* **Activity 1**
From the Candida Doyle biography, set down word for word the part that opens with the words containing "Background information" and closes with "keyboardist (born 1963)".
* **Activity 2**
Answer these questions from the Candida Doyle biography:
(a) In what year did she join Pulp?
(b) What profession did both of her parents have?
(c) At what age was her rheumatoid arthritis diagnosed?
* **Activity 3**
Continue the Candida Doyle biography from its last sentence.

Background information
- Born: Candida Mary Doyle 25 August 1963 (age 62) Belfast, Northern Ireland
- Genres: Alternative rock, post-punk, Britpop, indie rock, indie pop, art rock
- Occupations: Musician
- Instruments: Keyboards; organ; vocals;
- Member of: Pulp

= Candida Doyle =

Irish keyboardist (born 1963)

Candida Mary Doyle (born 25 August 1963) is a musician from Northern Ireland. She is the keyboardist for the band Pulp, which she joined in 1984. She joined her brother, drummer Magnus Doyle, in the line-up to replace the previous keyboard player, Tim Allcard, who had left the band.

==Biography==
Candida Mary Doyle was born in Belfast, Northern Ireland on 25 August 1963 to Sandra Voe and Rex Doyle. Both of her parents were actors. She has two musician brothers, Magnus Doyle and Daniel Doyle. Her grandfather owned a fishing factory in the Shetland Islands.

Doyle attended piano lessons from age 8, but did not practise despite finding the experience enjoyable. Aged 16, Doyle began suffering from rheumatoid arthritis, which was diagnosed when she was 17. She was informed that there was the possibility that her conditions could worsen to point that by the age of 30 she could be in a wheelchair. Depressed by the impact of the rheumatoid arthritis on her body she left school when she was in the sixth form. She later commented, "I think because I was living every day and night with discomfort, and I wasn't that interested [...] I just wanted to date boys, go dancing and see groups."

When Pulp's keyboard player, Tim Allcard, left the band in 1984 her brother, drummer Magnus Doyle, suggested her as his replacement.

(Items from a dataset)
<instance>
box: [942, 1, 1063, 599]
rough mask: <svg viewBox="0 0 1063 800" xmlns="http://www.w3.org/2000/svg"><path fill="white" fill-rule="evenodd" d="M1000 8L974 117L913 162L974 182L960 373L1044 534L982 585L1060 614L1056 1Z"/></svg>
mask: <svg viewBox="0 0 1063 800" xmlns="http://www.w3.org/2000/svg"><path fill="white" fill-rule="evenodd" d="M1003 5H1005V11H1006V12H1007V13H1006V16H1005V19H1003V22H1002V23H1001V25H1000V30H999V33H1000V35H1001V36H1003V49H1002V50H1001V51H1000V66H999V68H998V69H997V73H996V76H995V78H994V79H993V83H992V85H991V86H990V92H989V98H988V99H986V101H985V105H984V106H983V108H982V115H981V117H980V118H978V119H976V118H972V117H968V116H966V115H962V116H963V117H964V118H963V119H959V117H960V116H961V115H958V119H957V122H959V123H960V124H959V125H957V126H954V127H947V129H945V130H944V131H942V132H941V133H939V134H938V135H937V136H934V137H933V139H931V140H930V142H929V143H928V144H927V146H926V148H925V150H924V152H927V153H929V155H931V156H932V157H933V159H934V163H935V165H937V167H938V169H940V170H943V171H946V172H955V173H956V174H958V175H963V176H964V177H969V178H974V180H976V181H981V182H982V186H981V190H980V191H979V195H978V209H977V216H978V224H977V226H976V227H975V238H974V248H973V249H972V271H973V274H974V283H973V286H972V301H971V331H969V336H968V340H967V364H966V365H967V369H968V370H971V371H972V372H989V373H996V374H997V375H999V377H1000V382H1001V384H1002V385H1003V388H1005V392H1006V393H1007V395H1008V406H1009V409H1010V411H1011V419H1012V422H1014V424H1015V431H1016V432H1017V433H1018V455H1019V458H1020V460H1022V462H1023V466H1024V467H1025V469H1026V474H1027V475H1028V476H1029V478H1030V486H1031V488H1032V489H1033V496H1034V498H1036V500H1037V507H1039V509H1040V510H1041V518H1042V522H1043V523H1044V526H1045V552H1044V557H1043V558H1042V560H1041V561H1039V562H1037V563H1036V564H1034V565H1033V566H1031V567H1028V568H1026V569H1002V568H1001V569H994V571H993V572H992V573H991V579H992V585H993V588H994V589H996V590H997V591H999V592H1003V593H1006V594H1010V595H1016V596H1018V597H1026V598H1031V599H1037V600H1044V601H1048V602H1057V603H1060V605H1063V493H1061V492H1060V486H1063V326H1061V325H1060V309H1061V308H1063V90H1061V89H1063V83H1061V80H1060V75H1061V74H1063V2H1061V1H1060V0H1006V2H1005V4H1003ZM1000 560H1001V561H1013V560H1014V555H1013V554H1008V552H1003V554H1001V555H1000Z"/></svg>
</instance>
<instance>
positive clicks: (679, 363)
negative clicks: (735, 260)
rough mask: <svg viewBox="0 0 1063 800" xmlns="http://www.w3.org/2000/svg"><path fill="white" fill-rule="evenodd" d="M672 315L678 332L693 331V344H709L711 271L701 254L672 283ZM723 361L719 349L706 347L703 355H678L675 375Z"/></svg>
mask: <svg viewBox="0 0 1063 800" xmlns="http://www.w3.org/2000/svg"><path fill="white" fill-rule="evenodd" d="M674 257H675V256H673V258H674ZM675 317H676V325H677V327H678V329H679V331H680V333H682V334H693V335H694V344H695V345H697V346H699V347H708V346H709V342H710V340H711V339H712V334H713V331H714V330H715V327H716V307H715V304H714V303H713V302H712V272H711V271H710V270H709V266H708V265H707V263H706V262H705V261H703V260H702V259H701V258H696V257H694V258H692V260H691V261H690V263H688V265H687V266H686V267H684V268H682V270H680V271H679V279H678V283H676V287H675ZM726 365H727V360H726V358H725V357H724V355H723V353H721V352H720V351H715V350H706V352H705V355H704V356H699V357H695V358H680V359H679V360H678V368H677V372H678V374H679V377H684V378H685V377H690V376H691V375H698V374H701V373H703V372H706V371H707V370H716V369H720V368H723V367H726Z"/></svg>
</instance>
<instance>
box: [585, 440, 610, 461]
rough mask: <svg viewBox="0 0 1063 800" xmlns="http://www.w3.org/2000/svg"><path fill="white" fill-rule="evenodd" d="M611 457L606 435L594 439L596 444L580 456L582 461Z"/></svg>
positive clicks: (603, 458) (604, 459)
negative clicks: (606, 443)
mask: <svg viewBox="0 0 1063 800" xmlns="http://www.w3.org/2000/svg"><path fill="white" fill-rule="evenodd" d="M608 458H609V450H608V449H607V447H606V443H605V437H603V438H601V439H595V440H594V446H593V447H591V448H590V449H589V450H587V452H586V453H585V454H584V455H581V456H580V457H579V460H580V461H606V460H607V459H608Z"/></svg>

* **Reply 1**
Background information
- Born: Candida Mary Doyle 25 August 1963 (age 62) Belfast, Northern Ireland
- Genres: Alternative rock, post-punk, Britpop, indie rock, indie pop, art rock
- Occupations: Musician
- Instruments: Keyboards; organ; vocals;
- Member of: Pulp

= Candida Doyle =

Irish keyboardist (born 1963)

* **Reply 2**
(a) 1984
(b) They were actors.
(c) 17

* **Reply 3**
During Doyle's first few years in the group, Pulp were not enjoying financial success; she said that she spent more money on the band than she made from it. She kept jobs in two toy shops in Manchester, before being sacked from one for a "lack of dedication". Although Pulp "sort of split up" in the period around 1986, they went on to release Freaks in 1987 with Doyle on board for her first album. She then remained a member of the group for the 1990s, an integral part of the band's sound as they progressed towards fame. With Pulp, Doyle recorded the albums and compilations Separations, Intro – The Gift Recordings, His 'n' Hers, Different Class, This Is Hardcore, and We Love Life; songs featuring Doyle include "Common People", "Disco 2000", "Do You Remember the First Time?", "Babies", "Something Changed", "This Is Hardcore", and "Sunrise", as well as every other Pulp song recorded during this time.

When playing live with the band Doyle has used Farfisa Compact Professional electronic organs and Roland XP-10 synthesizers as well as Akai S3000 samplers.

When Pulp began a hiatus in 2002, Doyle went travelling for a year. During the hiatus she occasionally appeared live with Jarvis Cocker. Following this period, with Pulp's 2011 reunion, Doyle joined the rest of the Different Class line-up on stage in concert for their UK comeback gig at the Isle of Wight Festival on 11 June 2011. This reunion ended in 2013, but a decade later, Doyle would return to the stage with Cocker and Pulp veterans Nick Banks and Mark Webber, performing new Pulp shows.